> Extrait du document:

Le cas des nodosités :

Certaines plantes vivent également en association avec des bactéries (nous avons évoqué ces associations d’ailleurs dans l’épisode avec Alia Dellagi sur les microorganismes et les plantes). Dans cette association, se sont des bactéries du genre Rhizobium, en général, qui vont s’associer avec une plante de la famille des Fabacées (colza, soja, trèfle…) mais aussi parfois d’autres familles comme les rosacées. Dans la plupart des cas, cela va entraîner la formation de nodules au niveau des racines (parfois des tiges d’ailleurs) , c’est à dire que la bactérie va induire la déformation des poils absorbants des racines en des petites boules qui vont abriter ces bactéries mais qui seront irrigués par les vaisseaux de la plante.

> Énoncé:
Rédigez la suite du texte sur les nodosités des racines, en reprenant juste après sa dernière phrase. Les données qui suivent ne jouent aucun rôle ici.

Extraits d'un jeu de données
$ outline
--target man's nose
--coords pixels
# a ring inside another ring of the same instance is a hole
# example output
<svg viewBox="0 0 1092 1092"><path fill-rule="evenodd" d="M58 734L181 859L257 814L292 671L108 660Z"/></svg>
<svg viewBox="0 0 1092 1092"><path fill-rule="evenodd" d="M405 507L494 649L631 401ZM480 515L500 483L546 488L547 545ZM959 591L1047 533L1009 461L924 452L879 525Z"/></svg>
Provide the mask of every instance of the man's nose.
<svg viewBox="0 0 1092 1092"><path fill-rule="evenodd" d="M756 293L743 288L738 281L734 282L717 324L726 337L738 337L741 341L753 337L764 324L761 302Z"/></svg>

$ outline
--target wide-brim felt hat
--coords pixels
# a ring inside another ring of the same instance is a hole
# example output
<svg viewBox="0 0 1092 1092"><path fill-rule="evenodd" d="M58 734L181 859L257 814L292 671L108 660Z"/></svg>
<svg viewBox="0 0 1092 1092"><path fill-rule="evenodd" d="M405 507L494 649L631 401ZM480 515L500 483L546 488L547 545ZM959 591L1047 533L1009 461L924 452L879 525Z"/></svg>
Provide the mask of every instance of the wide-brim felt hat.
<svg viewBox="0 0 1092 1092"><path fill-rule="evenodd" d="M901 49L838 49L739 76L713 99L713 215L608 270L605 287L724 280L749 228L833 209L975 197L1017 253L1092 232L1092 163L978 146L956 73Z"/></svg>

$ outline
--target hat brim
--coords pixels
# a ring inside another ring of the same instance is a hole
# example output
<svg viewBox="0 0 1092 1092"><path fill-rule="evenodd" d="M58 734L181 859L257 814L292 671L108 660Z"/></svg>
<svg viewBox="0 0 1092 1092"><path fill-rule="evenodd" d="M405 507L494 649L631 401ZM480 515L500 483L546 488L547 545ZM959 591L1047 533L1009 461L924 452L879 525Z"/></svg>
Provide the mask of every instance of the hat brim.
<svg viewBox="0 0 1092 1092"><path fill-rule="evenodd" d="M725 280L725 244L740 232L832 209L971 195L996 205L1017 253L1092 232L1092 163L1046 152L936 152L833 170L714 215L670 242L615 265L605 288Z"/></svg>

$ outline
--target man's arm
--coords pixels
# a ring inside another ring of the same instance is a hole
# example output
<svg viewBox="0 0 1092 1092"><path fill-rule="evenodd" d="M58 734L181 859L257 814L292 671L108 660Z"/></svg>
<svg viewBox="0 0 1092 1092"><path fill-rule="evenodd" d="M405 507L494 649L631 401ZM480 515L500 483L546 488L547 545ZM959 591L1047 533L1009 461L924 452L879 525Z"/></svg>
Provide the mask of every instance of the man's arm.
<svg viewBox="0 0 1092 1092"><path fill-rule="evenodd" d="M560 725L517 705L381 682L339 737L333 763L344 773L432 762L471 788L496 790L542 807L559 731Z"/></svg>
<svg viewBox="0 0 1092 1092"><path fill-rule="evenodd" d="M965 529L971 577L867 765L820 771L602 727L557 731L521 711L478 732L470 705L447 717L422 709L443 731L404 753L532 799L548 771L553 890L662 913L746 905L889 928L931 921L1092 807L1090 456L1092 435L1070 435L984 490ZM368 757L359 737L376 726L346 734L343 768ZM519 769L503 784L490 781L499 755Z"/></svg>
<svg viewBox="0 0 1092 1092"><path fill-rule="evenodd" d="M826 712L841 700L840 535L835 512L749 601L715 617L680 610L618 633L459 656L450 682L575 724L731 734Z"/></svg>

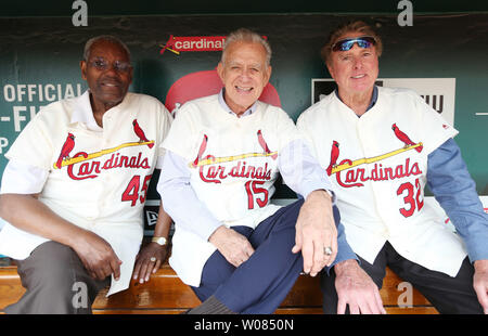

> Réponse:
Dans cette association facultative, les plantes sécrètent des molécules spécifiques , les flavonoïdes, que les bactéries vont identifier comme de la bonne famille de plantes et vont infecter celle-ci. Ces molécules vont alors interagir avec des facteurs produits par la bactérie, qu’on appelle facteur nod pour nodulation (petite boule) et qui vont amplifier la production de ces facteurs eux mêmes pour produire ces nodulations.

Dans cette symbiose, les bactéries ont le gîte et le couvert puisqu’elles profitent des composés carbonées issus de la photosynthèse de la plante et la plante à son tour va elle profiter de la capacité de ces bactéries à assimiler l’azote atmosphérique dont elles ont besoin pour pousser.

On dit donc que cette association est facultative mais lorsqu’elle a lieu, la plante pousse plus efficacement et est moins sujette aux maladies.

Le cas d’Azolla :

Il existe aussi une plante qui est une fougère nommée Azolla, sorte de fougère aquatique, qui est associée en symbiose avec une cyanobactérie (bactérie photosynthétique) capable de fixer elle aussi l’azote atmosphérique et donc en faire profiter la fougère. Elle est d’ailleurs utilisée depuis des siècles comme fertilisant dans les rizières en Chine.


Fougère aquatique Azolla (source : Wikimedia)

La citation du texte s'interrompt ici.